### Records shown
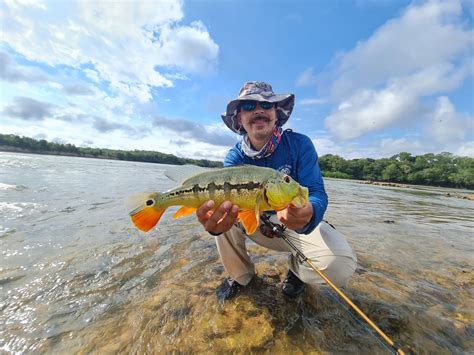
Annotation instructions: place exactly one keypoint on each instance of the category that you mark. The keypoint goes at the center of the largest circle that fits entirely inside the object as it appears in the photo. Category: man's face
(259, 122)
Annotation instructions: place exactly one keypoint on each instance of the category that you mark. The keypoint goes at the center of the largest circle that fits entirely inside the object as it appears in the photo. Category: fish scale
(254, 189)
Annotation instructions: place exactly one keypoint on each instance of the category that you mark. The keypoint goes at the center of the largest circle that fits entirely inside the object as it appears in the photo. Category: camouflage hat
(258, 91)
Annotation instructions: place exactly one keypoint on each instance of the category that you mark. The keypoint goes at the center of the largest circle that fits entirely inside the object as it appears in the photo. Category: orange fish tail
(146, 218)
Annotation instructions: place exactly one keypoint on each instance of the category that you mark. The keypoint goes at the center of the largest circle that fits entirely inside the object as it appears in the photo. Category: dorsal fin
(180, 173)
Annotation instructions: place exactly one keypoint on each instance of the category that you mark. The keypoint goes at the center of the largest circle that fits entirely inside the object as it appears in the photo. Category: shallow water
(76, 276)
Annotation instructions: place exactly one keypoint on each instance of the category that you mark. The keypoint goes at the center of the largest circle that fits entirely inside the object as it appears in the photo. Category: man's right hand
(220, 220)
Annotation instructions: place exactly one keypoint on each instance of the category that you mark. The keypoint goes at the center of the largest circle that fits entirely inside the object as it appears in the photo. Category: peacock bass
(254, 189)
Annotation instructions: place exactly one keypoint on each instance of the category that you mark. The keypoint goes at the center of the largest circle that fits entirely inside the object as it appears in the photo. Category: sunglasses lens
(249, 105)
(266, 105)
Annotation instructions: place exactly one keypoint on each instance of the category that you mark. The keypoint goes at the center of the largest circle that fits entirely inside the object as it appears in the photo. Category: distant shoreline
(64, 154)
(400, 170)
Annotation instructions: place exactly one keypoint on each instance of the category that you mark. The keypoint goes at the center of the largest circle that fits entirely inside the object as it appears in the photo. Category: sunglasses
(251, 105)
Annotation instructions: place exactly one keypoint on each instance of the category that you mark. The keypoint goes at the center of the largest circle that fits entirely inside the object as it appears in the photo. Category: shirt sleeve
(309, 175)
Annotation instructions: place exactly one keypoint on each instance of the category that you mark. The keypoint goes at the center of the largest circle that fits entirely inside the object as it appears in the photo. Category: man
(258, 114)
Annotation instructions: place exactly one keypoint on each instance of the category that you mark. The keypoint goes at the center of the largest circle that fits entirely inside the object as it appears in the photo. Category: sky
(372, 78)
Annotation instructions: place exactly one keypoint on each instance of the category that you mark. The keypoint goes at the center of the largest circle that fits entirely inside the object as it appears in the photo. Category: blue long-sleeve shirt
(296, 156)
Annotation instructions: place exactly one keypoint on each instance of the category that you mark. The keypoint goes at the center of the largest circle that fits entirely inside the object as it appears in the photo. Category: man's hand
(220, 220)
(296, 218)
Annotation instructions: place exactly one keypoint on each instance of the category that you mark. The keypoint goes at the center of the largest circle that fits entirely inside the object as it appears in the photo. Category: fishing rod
(277, 230)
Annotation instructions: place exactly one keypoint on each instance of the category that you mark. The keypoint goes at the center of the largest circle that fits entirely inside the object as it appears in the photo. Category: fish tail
(146, 212)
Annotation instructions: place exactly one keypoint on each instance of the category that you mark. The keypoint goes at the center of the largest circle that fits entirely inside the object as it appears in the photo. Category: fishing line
(276, 230)
(364, 326)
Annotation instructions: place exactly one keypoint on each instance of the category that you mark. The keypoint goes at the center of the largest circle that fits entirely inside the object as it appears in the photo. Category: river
(77, 277)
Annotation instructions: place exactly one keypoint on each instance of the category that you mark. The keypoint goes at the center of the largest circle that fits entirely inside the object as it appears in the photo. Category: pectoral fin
(257, 207)
(249, 221)
(184, 211)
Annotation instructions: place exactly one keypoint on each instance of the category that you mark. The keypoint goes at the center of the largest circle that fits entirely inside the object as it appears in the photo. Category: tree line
(444, 169)
(11, 142)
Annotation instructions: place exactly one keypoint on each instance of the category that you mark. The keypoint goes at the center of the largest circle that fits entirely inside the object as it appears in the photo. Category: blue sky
(371, 78)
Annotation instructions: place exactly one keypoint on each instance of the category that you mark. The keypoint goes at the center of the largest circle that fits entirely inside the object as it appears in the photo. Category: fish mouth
(301, 199)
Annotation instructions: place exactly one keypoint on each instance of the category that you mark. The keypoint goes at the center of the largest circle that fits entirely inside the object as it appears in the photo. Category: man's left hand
(296, 218)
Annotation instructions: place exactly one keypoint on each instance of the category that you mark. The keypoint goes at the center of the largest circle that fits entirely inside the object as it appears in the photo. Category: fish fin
(248, 220)
(181, 173)
(184, 211)
(257, 207)
(144, 216)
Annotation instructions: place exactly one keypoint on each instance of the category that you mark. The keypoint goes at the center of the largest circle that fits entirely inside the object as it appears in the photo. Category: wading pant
(325, 247)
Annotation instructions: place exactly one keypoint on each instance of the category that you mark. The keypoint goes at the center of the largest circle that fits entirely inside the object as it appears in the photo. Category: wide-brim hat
(258, 91)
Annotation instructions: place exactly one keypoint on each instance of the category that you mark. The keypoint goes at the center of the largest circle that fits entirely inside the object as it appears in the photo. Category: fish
(254, 189)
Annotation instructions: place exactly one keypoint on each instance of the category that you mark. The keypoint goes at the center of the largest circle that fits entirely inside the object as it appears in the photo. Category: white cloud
(307, 78)
(447, 125)
(311, 102)
(123, 43)
(383, 81)
(426, 35)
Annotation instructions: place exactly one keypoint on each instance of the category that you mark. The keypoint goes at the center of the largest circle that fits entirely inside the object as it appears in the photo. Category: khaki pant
(326, 248)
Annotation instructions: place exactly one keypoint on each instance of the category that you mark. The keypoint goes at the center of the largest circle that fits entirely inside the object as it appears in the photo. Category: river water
(77, 277)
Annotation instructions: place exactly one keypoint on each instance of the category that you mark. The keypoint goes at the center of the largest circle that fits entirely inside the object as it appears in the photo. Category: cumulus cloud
(383, 80)
(307, 78)
(404, 46)
(447, 125)
(98, 34)
(10, 71)
(77, 89)
(28, 109)
(311, 102)
(196, 131)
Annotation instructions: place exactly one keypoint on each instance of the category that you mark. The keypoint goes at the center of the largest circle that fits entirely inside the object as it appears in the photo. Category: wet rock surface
(183, 316)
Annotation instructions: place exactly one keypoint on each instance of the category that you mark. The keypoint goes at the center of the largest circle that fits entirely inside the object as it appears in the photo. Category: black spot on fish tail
(227, 189)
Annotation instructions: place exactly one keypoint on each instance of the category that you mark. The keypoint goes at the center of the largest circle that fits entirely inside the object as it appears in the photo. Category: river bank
(76, 276)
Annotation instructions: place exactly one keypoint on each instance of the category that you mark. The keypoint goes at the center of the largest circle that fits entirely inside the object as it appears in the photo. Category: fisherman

### Exercise prompt
Print all of the entries word for word. Skip any images they contain.

### Task response
Annotation instructions: place exactly one keypoint on each instance of the category that you mark. The keypoint goes at the center of the largest circle that fits entirely inside the object as it appears in the photo. Category: man's face
(259, 122)
Annotation instructions: place exactly one keypoint on each instance of the category that you mark. The keypoint goes at the center of the largest circle that fits entirely inside the object as it appears in the photo. Category: fish scale
(254, 189)
Annotation instructions: place exactly one keypoint on each instance of the category that you mark. The keypoint goes at the center of the largest circle that fits entirely inside the object as it appears in the photo. Category: camouflage hat
(258, 91)
Annotation instructions: place exactly one keypoint on each instance of the category that you mark. The keypoint goes at the center of the largest circle that fits entirely inside the object as it appears in the photo. Category: orange fish tail
(146, 218)
Annotation instructions: place exactly one keypoint on each instance of the category that you mark. The keypoint goes at the center of the largest circle that fits entirely inside the object as it appears in the photo. Category: dorsal fin
(180, 173)
Annotation instructions: place exactly one keypoint on each instance of the category that you mark. The keypoint goes at the center of the largest circle that fits entirely inside the object as it appears in the photo. Category: shallow water
(76, 276)
Annotation instructions: place exactly one keypoint on each instance of the category that you mark. The keypoint goes at the center of the largest circle that fits entirely inside the object as it appears in the photo. Category: man's right hand
(220, 220)
Annotation instructions: place exactly one keypoint on each instance of the category that you mark. The keypoint goes at the center of the largest circle that fits entirely inside the object as it appears in the photo. Category: peacock bass
(254, 189)
Annotation instructions: place exactly one keypoint on each instance of the category that you mark. The keypoint goes at the center of the largest circle that fits entirely inside the object as it appears in the photo. Category: sunglasses lens
(249, 105)
(266, 105)
Annotation instructions: place exactly one keypoint on each instance of the category that you mark. The keypoint goes at the center of the largest circle that fits entirely inside the object as it appears in the photo. Category: distant shoreline
(64, 154)
(400, 170)
Annotation instructions: place exactly one keypoint on each instance of the category that you mark. The keypoint goes at the center of the largest circle that fits entirely inside the object as it appears in the photo. Category: sunglasses
(251, 105)
Annotation instructions: place exactly one keypoint on each instance of the category that you mark. The keypoint goes at the center of the largest circle that fits entirely inside the object as it appears in the photo. Category: shirt sleeve
(309, 175)
Annotation instructions: place exactly one keypoint on each instance of the category that you mark. The keypoint goes at the center of the largest circle that fits entirely inside the object as it appears in the photo. Category: man
(258, 114)
Annotation instructions: place exactly one keypoint on each instance of the category that you mark. The keypoint goes at the center of the largest circle that fits entirely inside the object as it appears in the photo. Category: sky
(372, 78)
Annotation instructions: place exactly one keypoint on each instance of the category that you mark. The keypoint goes at the center of the largest circle that fits entirely inside the object as it appears in the photo. Category: blue long-sleeve shirt
(296, 156)
Annotation instructions: place exactly one keypoint on each instance of the category that you mark. The keypoint goes at the center of the largest circle that fits entirely inside the object as it appears in the photo. Category: man's hand
(220, 220)
(296, 218)
Annotation instructions: place exactly one keypoint on each instance of the category that you mark. The keypoint goes at the center of the largest circle that fits entirely inside the object as it appears in the photo. Category: fishing rod
(277, 230)
Annotation instructions: place exactly one keypoint on each instance of the category that you mark. The keypoint goes at the center of the largest circle that fits entirely inside the object as it appears in the photo. Category: fish tail
(146, 212)
Annotation instructions: place exactly one keypoint on each instance of the category that you mark. The keypoint goes at the center of the largest circle that fits entirely inside the object as it appears in the photo. Category: fishing line
(276, 230)
(364, 326)
Annotation instructions: place exactly one keypoint on each instance of the category that you mark. The keypoint goes at the center of the largest circle that fits entirely inside the object as it appears in the photo. Category: river
(77, 277)
Annotation instructions: place exactly one keypoint on each instance of the category that you mark. The keypoint goes at the center of the largest circle that fits entirely inside the object as it appears in the photo. Category: pectoral fin
(257, 207)
(249, 221)
(184, 211)
Annotation instructions: place exactly one keypoint on each instance of the category that you mark. The keypoint goes at the center of the largest circle that fits entirely inside the object as it appears in the photo. Category: tree line
(444, 169)
(11, 142)
Annotation instructions: place exactly one keypoint on each instance of the category that you mark. The keypoint goes at the center of the largest circle that fits entirely inside the object as it appears in the photo. Category: blue sky
(371, 78)
Annotation instructions: place exactly one keypoint on each instance of the category that you mark. The keypoint goes at the center of the largest circle that fits entirely inside the object as it appears in the photo. Category: fish mouth
(301, 199)
Annotation instructions: place exactly one keypoint on each instance of the category that you mark. The keypoint goes at the center of the largest circle that fits entirely inside the object as it appears in the photo. Category: man's left hand
(296, 218)
Annotation instructions: place exactly one keypoint on each instance of the category that you mark. The keypoint goes at the center of the largest circle that fits entirely inside the object as it appears in the photo. Category: fish fin
(248, 220)
(181, 173)
(184, 211)
(257, 207)
(144, 216)
Annotation instructions: place exactly one keypoint on each instance of the category that you mark. The keypoint goes at the center of the largest circle that fits entirely inside the object as it appears in the photo. Category: wading pant
(325, 247)
Annotation instructions: place exactly one keypoint on each instance of the category that you mark. The keypoint goes at the center of the largest circle that fits entirely inside the object as it appears in the photo. Category: wide-brim hat
(258, 91)
Annotation instructions: place exactly one keypoint on each instance of the category that you mark. The keypoint goes at the center of the largest circle that fits entirely inside the object as it appears in the photo. Category: fish
(254, 189)
Annotation instructions: place exactly one keypoint on each instance of the category that you mark. The keypoint goes at the center of the largest circle that fits entirely inside the object as it appears in the photo. Category: white cloud
(307, 78)
(447, 125)
(311, 102)
(123, 43)
(383, 81)
(426, 35)
Annotation instructions: place exactly one keypoint on each instance of the category that you mark. The keypoint goes at the center of the largest circle that fits entirely inside the object as it appears in the photo. Category: khaki pant
(326, 248)
Annotation instructions: place exactly one keypoint on each instance of the category that you mark. The keypoint goes at the center of the largest circle that fits entirely inside the object as it appears in the photo. Category: river water
(77, 277)
Annotation instructions: place exactly one keypoint on each instance of the category that you mark. The keypoint goes at the center of the largest circle that fits entirely inside the object as it appears in the photo. Category: cumulus cloud
(383, 80)
(307, 78)
(404, 46)
(447, 125)
(98, 34)
(10, 71)
(77, 89)
(28, 109)
(311, 102)
(196, 131)
Annotation instructions: place exactly one keypoint on each instance of the category that you mark. The keypoint goes at the center of the largest circle that fits entirely inside the object as it appears in the photo. Category: wet rock surface
(183, 316)
Annotation instructions: place exactly one keypoint on each instance of the category that you mark. The keypoint goes at the center of the largest circle that fits entirely inside the object as it appears in the photo. Category: black spot on fish tail
(227, 189)
Annotation instructions: place exactly one keypoint on each instance of the category that you mark. The keypoint goes at the center of the largest circle that fits entirely inside the object as it appears in the photo. Category: river bank
(76, 276)
Annotation instructions: place exactly one keypoint on each instance of the category that you mark. The keypoint goes at the center of the largest circle that fits entirely inside the object as it appears in the photo. Category: fisherman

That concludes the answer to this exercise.